• [Tarefa proposta a] Copie, sem alterações, o trecho do artigo sobre a saída de Alexandra Reis da TAP que abre com as palavras "Ao receber os" e fecha com "no plano político.".
**********
Os esclarecimentos prestados pela TAP ao Governo sobre os passos do acordo que levou à saída de Alexandra Reis da administração da transportadora tiveram já uma consequência política: a demissão da secretária de Estado do Tesouro a pedido do ministro das Finanças. O lastro pode não ficar por aqui. António Costa tinha avisado que os esclarecimentos estavam a ser avaliados bem como os passos seguintes. E também Marcelo Rebelo de Sousa já tinha pedido esclarecimentos. Fernando Medina pediu a demissão de Alexandra Reis. Pedro Nuno Santos, ministro das Infraestruturas, ainda não reagiu além do comunicado conjunto depois de receber os esclarecimentos da TAP.
Os esclarecimentos da TAP chegaram com a informação sobre os valores, a sustentação jurídica da negociação e os contornos da saída de Alexandra Reis. E sabe-se que Alexandra Reis recebeu efetivamente 500 mil euros (o que a TAP diz não ser na totalidade a indemnização), mas pediu quase 1,5 milhões de euros, numa altura em que a TAP estava já ao abrigo do plano de reestruturação que determinou cortes salariais e de pessoal.
Ao receber os esclarecimentos, o Governo decidiu enviá-los para a Inspeção-Geral de Finanças e para a Comissão de Mercado de Valores Mobiliários para “avaliação de todos os factos que tenham relevância no âmbito das suas esferas de atuação”. Mas faltam algumas respostas fundamentais, sobretudo no plano político.
Uma delas é sobre o conhecimento que a tutela da TAP — os ministérios das Finanças e Infraestruturas — teve deste acordo de rescisão com uma administradora que foi nomeada oito meses antes de sair por proposta do acionista Estado. Pedro Nuno Santos já era o ministro das Infraestruturas e foi nessa qualidade que convidou Alexandra Reis para a presidência da NAV, empresa de controlo aéreo, poucos meses depois desta ter saído da TAP. Fernando Medina assumiu a pasta em março, mas levou a antiga gestora da TAP para o seu ministério.
**********
• [Tarefa proposta b] Nas linhas de dados, reescreva apenas o trecho que abre com a linha que contém "Annotation task — tag each instance of the standard" e fecha com a que contém "pixel 508 823", ambas incluídas, substituindo "Target" por "Object" e mantendo tudo o resto igual.

[Registos de uma recolha de dados]
**********
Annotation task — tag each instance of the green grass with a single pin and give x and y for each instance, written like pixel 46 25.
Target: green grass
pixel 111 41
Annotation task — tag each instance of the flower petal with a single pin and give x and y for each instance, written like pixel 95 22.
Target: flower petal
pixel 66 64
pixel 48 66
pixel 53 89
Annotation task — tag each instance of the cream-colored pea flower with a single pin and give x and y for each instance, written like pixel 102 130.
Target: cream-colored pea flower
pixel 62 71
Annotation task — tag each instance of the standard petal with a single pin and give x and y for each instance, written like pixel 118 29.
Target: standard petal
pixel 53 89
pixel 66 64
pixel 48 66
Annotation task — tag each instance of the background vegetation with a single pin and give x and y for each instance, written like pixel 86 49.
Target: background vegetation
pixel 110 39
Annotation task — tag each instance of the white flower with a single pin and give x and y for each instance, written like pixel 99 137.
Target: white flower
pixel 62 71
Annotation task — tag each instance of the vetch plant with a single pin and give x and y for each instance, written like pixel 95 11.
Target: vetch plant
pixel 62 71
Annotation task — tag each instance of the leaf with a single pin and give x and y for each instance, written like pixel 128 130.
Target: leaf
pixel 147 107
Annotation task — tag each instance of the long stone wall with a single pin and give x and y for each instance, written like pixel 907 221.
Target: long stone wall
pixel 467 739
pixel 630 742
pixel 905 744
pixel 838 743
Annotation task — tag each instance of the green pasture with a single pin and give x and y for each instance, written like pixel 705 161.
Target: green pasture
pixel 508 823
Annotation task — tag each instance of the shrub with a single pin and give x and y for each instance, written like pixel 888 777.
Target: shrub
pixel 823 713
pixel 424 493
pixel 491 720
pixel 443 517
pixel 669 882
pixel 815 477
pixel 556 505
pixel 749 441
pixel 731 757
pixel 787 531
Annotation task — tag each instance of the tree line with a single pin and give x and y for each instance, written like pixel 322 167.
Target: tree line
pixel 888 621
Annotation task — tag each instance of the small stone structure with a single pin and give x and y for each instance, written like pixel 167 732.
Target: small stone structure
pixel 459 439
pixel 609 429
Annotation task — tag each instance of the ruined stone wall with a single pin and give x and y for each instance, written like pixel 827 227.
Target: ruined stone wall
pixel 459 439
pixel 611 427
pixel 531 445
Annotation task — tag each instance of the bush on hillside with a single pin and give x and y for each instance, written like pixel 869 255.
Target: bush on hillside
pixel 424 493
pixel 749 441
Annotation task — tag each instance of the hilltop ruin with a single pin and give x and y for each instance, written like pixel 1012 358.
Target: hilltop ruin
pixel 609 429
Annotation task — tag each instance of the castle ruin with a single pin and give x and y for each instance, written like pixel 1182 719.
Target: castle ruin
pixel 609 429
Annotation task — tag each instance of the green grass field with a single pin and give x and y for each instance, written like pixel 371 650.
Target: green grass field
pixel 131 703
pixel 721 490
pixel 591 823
**********
• [Resposta a]
Ao receber os esclarecimentos, o Governo decidiu enviá-los para a Inspeção-Geral de Finanças e para a Comissão de Mercado de Valores Mobiliários para “avaliação de todos os factos que tenham relevância no âmbito das suas esferas de atuação”. Mas faltam algumas respostas fundamentais, sobretudo no plano político.

• [Resposta b]
Annotation task — tag each instance of the standard petal with a single pin and give x and y for each instance, written like pixel 118 29.
Object: standard petal
pixel 53 89
pixel 66 64
pixel 48 66
Annotation task — tag each instance of the background vegetation with a single pin and give x and y for each instance, written like pixel 86 49.
Object: background vegetation
pixel 110 39
Annotation task — tag each instance of the white flower with a single pin and give x and y for each instance, written like pixel 99 137.
Object: white flower
pixel 62 71
Annotation task — tag each instance of the vetch plant with a single pin and give x and y for each instance, written like pixel 95 11.
Object: vetch plant
pixel 62 71
Annotation task — tag each instance of the leaf with a single pin and give x and y for each instance, written like pixel 128 130.
Object: leaf
pixel 147 107
Annotation task — tag each instance of the long stone wall with a single pin and give x and y for each instance, written like pixel 907 221.
Object: long stone wall
pixel 467 739
pixel 630 742
pixel 905 744
pixel 838 743
Annotation task — tag each instance of the green pasture with a single pin and give x and y for each instance, written like pixel 705 161.
Object: green pasture
pixel 508 823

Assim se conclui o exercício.